Work to complete:
Starting from the line containing "of the house", write out the rest of the entries exactly, through the final line, including nothing else.
── Given records
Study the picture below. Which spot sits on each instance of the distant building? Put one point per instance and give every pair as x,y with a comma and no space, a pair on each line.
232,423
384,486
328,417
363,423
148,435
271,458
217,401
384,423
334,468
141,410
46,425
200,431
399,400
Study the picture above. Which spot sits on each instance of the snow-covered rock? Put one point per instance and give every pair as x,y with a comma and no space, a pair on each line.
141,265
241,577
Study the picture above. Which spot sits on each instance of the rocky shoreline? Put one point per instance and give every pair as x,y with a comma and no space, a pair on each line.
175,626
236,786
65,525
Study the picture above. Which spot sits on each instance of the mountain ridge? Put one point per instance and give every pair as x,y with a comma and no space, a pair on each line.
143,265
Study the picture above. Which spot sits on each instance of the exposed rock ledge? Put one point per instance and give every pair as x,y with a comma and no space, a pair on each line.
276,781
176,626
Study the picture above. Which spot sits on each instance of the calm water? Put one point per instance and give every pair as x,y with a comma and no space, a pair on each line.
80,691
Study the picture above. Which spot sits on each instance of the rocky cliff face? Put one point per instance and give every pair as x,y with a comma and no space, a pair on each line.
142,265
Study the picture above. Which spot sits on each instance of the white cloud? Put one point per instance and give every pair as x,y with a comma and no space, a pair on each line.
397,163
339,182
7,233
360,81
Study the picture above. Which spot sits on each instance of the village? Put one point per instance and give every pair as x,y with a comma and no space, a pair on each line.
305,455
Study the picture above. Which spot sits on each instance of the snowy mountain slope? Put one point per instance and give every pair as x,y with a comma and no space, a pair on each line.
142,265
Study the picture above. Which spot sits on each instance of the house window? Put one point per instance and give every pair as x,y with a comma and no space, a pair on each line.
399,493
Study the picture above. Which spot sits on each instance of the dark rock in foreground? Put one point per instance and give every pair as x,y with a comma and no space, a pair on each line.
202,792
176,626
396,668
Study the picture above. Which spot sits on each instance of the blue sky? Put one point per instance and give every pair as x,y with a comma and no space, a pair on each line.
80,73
────
Output below:
Study the picture above. Which spot sits on each instance of the house window? Put one point per instance and give every pair as x,y with a comma and no space, a pair on each line.
399,493
Study the picture above. Which spot sits on each instance of the dark rock in foreground? Put one point per instance and give every pair as x,y with a comma and no space, a pair on each line.
202,792
176,626
396,668
Study the picture above. Which spot sits on each instance of the blue sky? Put one point per instance and give every pair as x,y with a comma and no space, a pair on each line.
80,73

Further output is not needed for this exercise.